**WORK INSTRUCTION:**
Give back exactly the stretch of data below from the line holding "Spot stack of books in this frame." through the line holding "Spot man with beard in this frame.", both ends included, and leave the remaining lines out.

(Spatial localization data)

━━━━

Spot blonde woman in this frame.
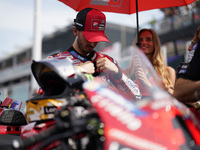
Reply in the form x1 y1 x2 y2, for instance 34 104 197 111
133 28 176 94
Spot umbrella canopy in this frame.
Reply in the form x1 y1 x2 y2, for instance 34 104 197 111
58 0 196 45
58 0 195 14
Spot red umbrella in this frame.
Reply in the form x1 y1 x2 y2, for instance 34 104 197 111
58 0 196 45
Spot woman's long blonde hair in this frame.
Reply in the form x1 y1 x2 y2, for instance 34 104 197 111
134 28 172 91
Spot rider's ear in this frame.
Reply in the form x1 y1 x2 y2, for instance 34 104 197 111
73 26 78 36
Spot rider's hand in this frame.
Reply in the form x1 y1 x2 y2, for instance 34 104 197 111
96 57 118 74
77 61 95 74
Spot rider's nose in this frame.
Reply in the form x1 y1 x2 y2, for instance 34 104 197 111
90 42 98 47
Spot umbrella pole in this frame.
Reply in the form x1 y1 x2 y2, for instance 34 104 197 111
136 0 140 47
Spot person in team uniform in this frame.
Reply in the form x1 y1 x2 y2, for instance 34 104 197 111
174 26 200 110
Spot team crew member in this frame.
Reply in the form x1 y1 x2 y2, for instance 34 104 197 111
174 26 200 111
174 40 200 106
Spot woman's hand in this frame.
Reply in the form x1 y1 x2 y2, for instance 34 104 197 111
134 68 152 87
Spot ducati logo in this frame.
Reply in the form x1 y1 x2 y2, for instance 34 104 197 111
93 22 98 28
91 20 105 31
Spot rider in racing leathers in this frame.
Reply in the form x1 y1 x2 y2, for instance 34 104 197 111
38 8 141 100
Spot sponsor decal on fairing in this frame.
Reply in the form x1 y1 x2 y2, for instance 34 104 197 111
84 79 146 115
98 88 146 115
108 128 167 150
108 142 132 150
122 74 141 97
151 100 174 110
91 94 142 131
44 106 57 114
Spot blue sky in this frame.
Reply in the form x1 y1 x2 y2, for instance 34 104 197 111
0 0 164 59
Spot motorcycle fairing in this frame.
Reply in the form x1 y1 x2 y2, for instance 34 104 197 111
83 78 200 150
31 58 87 96
0 125 22 134
25 97 67 122
0 98 27 134
31 58 76 85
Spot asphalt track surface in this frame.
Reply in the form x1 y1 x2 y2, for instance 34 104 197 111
0 134 21 150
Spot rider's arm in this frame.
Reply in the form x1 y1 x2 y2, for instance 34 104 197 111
173 78 200 103
108 60 142 100
174 41 200 103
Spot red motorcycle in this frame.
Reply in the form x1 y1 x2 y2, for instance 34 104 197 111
12 46 200 150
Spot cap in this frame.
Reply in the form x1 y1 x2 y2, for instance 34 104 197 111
74 8 110 43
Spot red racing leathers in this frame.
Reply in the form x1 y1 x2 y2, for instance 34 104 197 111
38 46 141 100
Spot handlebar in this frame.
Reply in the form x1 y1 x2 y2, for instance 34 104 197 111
12 104 99 150
13 126 58 150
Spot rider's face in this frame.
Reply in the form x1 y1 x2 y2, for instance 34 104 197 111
77 31 98 56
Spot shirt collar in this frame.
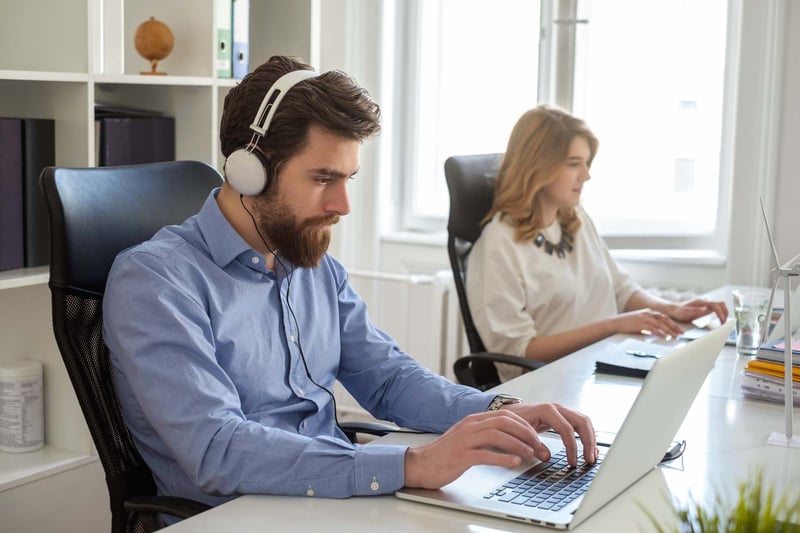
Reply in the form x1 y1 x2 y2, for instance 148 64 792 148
196 188 253 268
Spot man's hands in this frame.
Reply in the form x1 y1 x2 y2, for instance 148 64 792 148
403 403 596 490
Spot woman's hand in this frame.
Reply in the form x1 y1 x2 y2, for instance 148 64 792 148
610 308 683 339
665 298 728 324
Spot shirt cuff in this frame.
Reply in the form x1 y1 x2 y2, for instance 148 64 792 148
353 444 408 495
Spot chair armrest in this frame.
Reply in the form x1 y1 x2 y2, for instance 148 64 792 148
453 351 545 391
458 352 545 371
339 420 402 443
124 495 211 521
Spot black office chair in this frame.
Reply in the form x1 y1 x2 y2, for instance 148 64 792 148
40 160 395 532
444 154 544 391
40 161 222 532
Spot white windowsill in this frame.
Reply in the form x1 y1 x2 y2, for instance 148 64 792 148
381 230 448 247
610 249 727 267
382 231 727 268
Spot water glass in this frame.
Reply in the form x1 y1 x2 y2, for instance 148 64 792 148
732 288 771 355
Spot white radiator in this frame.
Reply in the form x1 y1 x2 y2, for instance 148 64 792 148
334 268 464 419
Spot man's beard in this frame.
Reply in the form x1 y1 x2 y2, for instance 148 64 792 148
253 195 338 268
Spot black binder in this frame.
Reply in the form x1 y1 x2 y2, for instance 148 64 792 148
0 118 24 271
22 119 55 267
593 338 670 379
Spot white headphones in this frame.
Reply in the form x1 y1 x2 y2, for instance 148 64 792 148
225 69 320 195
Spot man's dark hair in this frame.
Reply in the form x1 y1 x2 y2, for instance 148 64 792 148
220 55 381 193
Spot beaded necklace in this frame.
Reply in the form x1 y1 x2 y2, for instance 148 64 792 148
533 224 574 258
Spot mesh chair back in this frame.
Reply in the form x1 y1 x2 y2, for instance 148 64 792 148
40 161 222 533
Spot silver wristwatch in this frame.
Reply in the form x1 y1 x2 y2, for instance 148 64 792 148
487 395 523 411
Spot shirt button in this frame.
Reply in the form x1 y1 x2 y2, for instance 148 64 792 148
297 387 304 395
306 487 315 497
290 334 296 343
370 478 380 491
251 256 260 264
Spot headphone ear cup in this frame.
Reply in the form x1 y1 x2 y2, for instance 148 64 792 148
225 148 271 196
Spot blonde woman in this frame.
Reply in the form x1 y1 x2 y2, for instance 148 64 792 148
466 106 727 380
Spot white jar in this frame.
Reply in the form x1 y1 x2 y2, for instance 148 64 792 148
0 360 44 453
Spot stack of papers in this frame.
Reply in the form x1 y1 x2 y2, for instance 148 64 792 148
741 359 800 405
757 339 800 366
594 339 674 379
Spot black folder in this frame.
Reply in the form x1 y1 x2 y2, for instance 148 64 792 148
22 119 55 267
594 338 671 379
0 117 55 269
0 118 24 271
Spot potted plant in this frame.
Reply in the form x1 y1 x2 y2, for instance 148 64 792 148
644 471 800 532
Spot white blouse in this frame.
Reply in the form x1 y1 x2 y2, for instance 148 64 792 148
466 207 639 380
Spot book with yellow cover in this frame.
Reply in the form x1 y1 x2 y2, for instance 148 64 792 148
745 359 800 382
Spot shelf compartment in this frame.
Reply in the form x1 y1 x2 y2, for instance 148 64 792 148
0 80 93 168
94 83 216 164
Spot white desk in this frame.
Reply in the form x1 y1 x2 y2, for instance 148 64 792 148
164 291 800 532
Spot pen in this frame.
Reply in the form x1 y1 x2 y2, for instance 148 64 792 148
626 350 662 359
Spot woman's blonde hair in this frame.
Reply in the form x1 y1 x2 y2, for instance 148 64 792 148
486 105 598 243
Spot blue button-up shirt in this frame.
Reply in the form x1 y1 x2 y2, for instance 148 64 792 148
103 189 494 509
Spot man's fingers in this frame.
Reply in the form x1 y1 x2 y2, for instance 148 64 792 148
523 403 581 466
540 403 597 466
465 447 527 469
464 427 537 459
458 411 546 459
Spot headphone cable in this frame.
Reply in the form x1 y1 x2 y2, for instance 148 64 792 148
239 195 343 430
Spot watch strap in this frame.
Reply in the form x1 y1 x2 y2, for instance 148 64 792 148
487 395 523 411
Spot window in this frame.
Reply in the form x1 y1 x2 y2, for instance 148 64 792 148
390 0 733 253
572 0 729 247
391 0 541 231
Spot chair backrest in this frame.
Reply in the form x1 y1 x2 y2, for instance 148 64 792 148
444 153 502 354
445 153 507 389
40 161 222 533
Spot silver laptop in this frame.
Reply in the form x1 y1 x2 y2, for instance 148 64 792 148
395 321 735 529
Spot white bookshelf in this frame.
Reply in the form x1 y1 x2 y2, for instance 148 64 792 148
0 0 320 530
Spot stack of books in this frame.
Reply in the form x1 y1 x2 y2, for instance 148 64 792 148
741 355 800 406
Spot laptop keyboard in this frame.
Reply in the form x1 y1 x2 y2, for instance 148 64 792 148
483 449 601 511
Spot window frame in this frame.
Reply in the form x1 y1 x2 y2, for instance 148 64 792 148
389 0 544 234
387 0 741 259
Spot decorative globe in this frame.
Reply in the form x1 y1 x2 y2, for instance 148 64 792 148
134 17 174 75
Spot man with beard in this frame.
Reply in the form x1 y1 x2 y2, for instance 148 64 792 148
103 55 596 519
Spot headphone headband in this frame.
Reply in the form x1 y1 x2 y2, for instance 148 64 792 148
225 68 320 196
249 69 320 138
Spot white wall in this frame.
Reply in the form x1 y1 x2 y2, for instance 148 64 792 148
319 0 384 271
775 1 800 265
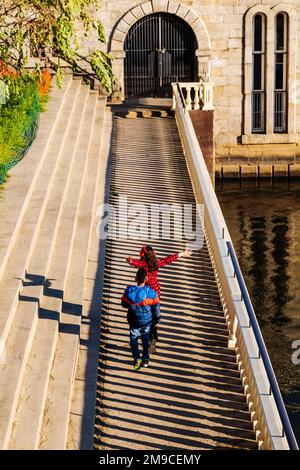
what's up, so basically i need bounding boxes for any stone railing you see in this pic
[172,81,214,112]
[172,83,298,451]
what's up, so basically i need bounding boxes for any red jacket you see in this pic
[128,253,179,298]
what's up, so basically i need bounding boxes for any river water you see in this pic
[216,179,300,445]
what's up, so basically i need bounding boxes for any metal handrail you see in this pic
[227,241,299,450]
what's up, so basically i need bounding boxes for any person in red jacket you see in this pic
[126,245,192,350]
[126,245,192,298]
[121,268,160,370]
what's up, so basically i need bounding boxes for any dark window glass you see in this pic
[252,13,266,133]
[275,53,284,89]
[276,13,285,51]
[253,54,262,90]
[254,15,262,51]
[252,92,265,132]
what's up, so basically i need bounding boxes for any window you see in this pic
[252,14,266,133]
[244,5,296,143]
[274,13,288,132]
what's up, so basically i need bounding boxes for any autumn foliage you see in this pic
[37,69,52,98]
[0,64,52,185]
[0,61,19,79]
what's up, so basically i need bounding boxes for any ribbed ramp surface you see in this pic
[94,113,258,450]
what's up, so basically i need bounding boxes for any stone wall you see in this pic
[87,1,300,162]
[190,110,214,179]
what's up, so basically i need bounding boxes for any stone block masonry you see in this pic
[82,1,300,162]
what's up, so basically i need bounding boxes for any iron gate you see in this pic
[124,13,197,98]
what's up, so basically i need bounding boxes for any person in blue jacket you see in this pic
[122,268,160,371]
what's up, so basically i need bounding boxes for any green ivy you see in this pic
[0,76,40,185]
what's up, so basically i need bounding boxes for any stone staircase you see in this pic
[0,76,106,449]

━━━━

**RESPONSE:**
Spot stack of books in this frame.
Reply in the form x1 y1 x2 y2, for instance 148 64 792 148
741 355 800 406
Spot laptop keyboard in this frame.
Reply in the form x1 y1 x2 y2, for instance 148 64 792 148
483 449 601 511
Spot window frame in this frame.
Reply in the form x1 y1 x2 y2, for instance 148 64 792 148
389 0 544 234
387 0 741 259
Spot decorative globe in this frame.
Reply in the form x1 y1 x2 y2, for instance 148 64 792 148
134 17 174 75
Spot man with beard in this frame.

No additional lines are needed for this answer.